__EXCERPTED RECORDS__.
↓

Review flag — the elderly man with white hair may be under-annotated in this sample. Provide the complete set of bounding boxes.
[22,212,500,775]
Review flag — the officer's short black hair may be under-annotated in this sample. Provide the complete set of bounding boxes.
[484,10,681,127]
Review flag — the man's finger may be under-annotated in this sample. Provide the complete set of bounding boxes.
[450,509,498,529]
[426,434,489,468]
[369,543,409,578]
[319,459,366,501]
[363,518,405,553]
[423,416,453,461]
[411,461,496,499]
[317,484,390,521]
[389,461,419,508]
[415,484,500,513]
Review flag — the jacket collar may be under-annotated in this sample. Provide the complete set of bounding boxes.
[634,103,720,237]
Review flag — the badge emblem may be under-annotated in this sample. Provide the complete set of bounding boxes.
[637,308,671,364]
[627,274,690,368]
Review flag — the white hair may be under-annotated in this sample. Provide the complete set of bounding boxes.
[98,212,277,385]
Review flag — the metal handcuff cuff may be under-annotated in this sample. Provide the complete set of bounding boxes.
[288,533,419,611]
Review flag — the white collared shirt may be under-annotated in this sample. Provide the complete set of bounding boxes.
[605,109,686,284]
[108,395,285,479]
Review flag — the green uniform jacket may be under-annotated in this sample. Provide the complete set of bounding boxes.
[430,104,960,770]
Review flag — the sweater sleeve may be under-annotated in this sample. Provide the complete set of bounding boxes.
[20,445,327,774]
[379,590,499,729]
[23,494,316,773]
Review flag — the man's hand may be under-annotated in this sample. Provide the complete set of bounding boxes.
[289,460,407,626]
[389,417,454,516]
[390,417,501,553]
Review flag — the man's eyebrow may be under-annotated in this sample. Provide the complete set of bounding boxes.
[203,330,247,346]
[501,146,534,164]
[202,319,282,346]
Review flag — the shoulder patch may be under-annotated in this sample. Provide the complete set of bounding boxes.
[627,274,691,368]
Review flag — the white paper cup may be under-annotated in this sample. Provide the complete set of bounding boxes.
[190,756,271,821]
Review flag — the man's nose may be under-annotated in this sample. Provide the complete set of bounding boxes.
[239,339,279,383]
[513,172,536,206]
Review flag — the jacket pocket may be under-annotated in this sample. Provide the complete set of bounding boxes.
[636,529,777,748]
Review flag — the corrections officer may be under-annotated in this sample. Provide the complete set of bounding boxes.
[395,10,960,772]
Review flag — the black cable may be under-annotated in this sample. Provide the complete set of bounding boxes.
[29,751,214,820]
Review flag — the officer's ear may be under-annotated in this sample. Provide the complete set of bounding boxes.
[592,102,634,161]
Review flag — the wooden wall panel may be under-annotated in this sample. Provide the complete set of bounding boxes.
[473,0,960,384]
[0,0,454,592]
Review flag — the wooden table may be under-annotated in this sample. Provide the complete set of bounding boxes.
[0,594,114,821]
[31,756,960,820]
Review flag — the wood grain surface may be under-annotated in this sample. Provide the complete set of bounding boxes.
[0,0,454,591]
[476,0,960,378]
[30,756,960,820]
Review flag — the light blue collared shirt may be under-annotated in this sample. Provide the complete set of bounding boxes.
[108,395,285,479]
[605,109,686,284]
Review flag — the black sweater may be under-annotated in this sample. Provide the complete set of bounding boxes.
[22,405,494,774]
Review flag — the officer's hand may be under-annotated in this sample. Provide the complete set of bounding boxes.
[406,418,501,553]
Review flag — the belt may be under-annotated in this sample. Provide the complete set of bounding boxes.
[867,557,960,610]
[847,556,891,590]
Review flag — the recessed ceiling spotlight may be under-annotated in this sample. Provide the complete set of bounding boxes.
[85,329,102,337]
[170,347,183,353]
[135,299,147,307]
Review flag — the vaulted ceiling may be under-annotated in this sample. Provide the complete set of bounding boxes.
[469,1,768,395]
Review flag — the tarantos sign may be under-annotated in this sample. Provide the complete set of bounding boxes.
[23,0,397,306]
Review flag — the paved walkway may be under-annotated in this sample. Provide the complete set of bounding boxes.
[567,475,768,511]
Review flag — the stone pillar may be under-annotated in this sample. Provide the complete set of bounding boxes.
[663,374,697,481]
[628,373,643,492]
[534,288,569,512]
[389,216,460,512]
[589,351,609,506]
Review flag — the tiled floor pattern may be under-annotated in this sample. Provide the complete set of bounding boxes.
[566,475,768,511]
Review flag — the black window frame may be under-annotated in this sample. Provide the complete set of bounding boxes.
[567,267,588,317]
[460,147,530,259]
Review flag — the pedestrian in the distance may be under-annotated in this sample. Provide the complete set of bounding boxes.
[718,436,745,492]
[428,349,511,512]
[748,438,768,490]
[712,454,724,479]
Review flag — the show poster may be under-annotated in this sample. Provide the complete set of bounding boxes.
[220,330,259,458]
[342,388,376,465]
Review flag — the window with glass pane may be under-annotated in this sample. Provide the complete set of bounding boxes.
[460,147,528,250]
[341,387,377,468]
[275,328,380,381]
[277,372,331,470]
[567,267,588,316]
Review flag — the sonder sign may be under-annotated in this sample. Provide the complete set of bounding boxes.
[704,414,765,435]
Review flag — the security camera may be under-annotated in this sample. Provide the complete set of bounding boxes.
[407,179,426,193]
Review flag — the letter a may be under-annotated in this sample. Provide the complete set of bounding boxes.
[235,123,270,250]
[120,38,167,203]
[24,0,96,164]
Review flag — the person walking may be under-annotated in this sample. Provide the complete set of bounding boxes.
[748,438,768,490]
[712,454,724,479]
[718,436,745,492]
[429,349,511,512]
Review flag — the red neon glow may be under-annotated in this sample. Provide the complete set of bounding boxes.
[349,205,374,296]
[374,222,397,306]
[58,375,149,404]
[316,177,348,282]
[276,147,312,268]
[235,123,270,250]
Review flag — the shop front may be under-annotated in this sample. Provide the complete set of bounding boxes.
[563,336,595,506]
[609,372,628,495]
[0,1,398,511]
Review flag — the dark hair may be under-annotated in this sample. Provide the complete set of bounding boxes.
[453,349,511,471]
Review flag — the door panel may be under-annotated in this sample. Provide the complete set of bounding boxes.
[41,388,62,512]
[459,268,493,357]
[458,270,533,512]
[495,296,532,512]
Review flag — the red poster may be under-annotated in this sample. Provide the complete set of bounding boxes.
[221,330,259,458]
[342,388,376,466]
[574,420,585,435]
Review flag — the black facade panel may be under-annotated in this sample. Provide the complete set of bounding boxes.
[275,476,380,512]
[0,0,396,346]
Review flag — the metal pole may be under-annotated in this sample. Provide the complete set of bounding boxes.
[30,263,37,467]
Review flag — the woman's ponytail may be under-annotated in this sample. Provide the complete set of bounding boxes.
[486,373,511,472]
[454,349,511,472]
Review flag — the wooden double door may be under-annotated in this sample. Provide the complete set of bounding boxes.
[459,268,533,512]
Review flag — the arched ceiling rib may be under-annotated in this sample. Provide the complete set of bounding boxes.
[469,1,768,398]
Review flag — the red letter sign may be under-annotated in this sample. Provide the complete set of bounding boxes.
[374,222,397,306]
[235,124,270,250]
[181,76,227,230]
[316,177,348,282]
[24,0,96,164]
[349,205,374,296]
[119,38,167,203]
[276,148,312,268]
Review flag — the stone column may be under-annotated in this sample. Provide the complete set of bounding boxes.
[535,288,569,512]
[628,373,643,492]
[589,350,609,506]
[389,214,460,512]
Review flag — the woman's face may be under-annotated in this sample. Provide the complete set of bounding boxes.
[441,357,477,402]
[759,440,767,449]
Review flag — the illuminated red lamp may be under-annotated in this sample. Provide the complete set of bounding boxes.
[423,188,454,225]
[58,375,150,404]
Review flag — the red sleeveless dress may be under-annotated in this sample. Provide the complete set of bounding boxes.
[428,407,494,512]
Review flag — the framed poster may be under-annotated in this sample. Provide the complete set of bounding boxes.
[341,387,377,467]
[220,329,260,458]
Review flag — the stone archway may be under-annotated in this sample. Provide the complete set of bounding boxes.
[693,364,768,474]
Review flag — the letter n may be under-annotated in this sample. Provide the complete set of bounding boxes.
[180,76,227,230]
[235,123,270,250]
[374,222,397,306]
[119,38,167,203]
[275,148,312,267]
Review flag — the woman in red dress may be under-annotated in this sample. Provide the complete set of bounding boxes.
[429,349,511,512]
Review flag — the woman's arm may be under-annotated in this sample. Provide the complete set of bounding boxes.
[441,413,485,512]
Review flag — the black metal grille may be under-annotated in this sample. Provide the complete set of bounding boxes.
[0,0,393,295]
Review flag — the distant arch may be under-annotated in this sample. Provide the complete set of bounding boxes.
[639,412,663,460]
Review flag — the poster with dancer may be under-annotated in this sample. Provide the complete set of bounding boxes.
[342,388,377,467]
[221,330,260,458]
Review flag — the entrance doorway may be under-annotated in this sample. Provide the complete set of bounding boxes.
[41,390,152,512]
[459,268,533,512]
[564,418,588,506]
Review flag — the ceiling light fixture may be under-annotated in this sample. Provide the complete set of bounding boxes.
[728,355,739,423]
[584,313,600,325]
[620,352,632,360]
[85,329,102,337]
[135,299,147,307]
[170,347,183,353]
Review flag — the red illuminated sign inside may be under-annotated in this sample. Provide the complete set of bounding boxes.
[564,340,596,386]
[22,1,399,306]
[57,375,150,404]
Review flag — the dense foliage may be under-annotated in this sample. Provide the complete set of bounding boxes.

↑

__WORK INSTRUCTIONS__.
Copy out exactly the lines that begin at the one with "Review flag — the poster" and end at the close of the material above; nothing else belongs in the answer.

__TASK RESULT__.
Review flag — the poster with dancer may be under-annotated in this sample. Provide the complete set of bounding boxes.
[342,388,377,467]
[221,330,260,458]
Review flag — the entrance doorway may be under-annotated in this sample. Provide the complete set of bounding boxes.
[41,390,152,512]
[459,268,533,512]
[564,418,588,506]
Review flag — the ceiling light fixture may be under-annotated in this sample. Provide the complete set of bounding boxes.
[728,355,739,423]
[584,313,600,325]
[620,352,632,360]
[85,329,102,337]
[135,299,147,307]
[170,347,183,353]
Review flag — the red illuminated sign inside may be under-annotated in this sample. Provide the complete set of bounding boxes.
[564,340,596,386]
[22,1,399,306]
[57,375,150,404]
Review flag — the dense foliage may be under-annotated in this sample. Provide the complete set of bounding boxes.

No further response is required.